**Provided text:**

□ □ □ □ □

Unlike most other musicians, church organists can’t take their instruments with them when they travel or perform. Pipe organs are part of the architecture of the churches, cathedrals and theaters where they reside, and all of them have a distinct history, character and soul. Dimmock examines that phenomenon in a blog post, “Music and the Magic of Place,” on his website (jonathandimmock.com).

As a world-class church organist, he’s played historic instruments in the grandest of places for some extraordinarily stately ceremonies and solemn occasions. He won’t soon forget being 24 years old and playing in Westminster Abbey at the memorial service for British poet laureate Sir John Betjeman.

“The queen was in attendance, Laurence Olivier preached the sermon, Prince Charles read the Lessons, it was live broadcast on the BBC,” he says. “That was my most nervous moment. It was before I had the cerebral philosophical mindset I have now. But, fortunately, it went beautifully. And it was a thrill to be part of that world, to see intimately how that world functions and to plug into thousands of years of musical history and tradition. And to be accepted as an American is quite unusual for that place.”

□ □ □ □ □

**Records:**
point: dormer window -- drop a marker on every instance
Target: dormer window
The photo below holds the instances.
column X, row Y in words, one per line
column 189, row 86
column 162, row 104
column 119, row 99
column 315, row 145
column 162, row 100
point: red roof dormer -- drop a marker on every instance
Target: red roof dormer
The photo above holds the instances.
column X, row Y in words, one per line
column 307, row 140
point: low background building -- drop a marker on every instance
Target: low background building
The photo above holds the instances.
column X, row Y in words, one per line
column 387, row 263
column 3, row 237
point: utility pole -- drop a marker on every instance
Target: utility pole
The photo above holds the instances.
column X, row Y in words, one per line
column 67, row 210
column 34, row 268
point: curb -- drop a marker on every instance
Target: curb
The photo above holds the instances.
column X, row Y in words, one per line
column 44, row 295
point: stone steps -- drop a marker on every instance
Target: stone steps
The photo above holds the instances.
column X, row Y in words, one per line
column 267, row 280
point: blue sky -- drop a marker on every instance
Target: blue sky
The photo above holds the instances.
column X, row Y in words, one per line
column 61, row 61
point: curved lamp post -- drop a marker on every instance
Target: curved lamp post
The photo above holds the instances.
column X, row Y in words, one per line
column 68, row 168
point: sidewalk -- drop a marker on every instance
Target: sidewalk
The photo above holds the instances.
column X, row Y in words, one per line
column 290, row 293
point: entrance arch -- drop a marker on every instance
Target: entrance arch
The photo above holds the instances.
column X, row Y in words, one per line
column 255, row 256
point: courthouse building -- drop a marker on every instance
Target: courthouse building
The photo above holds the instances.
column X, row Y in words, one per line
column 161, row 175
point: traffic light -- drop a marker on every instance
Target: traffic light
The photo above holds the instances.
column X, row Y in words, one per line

□ □ □ □ □

**Instructions to follow:** In the passage about church organists, swap every "instruments" for "organs" and write out the section between "Unlike most other" and "Sir John Betjeman.", inclusive.

**Solution for this task:**
Unlike most other musicians, church organists can’t take their organs with them when they travel or perform. Pipe organs are part of the architecture of the churches, cathedrals and theaters where they reside, and all of them have a distinct history, character and soul. Dimmock examines that phenomenon in a blog post, “Music and the Magic of Place,” on his website (jonathandimmock.com).

As a world-class church organist, he’s played historic organs in the grandest of places for some extraordinarily stately ceremonies and solemn occasions. He won’t soon forget being 24 years old and playing in Westminster Abbey at the memorial service for British poet laureate Sir John Betjeman.